## Given records
########
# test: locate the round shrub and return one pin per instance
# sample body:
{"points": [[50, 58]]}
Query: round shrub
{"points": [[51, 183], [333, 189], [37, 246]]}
########
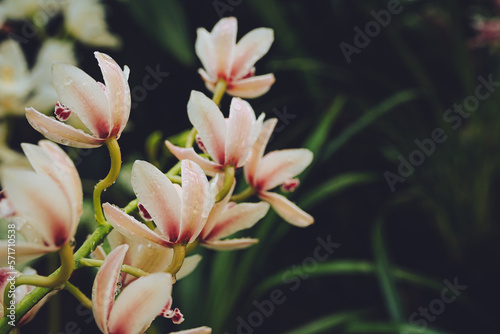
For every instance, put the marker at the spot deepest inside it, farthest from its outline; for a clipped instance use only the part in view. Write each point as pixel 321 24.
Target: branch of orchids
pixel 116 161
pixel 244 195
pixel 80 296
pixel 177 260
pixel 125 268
########
## Required work
How many lines in the items above contain the word "round"? Reply with the number only.

## Result of this exercise
2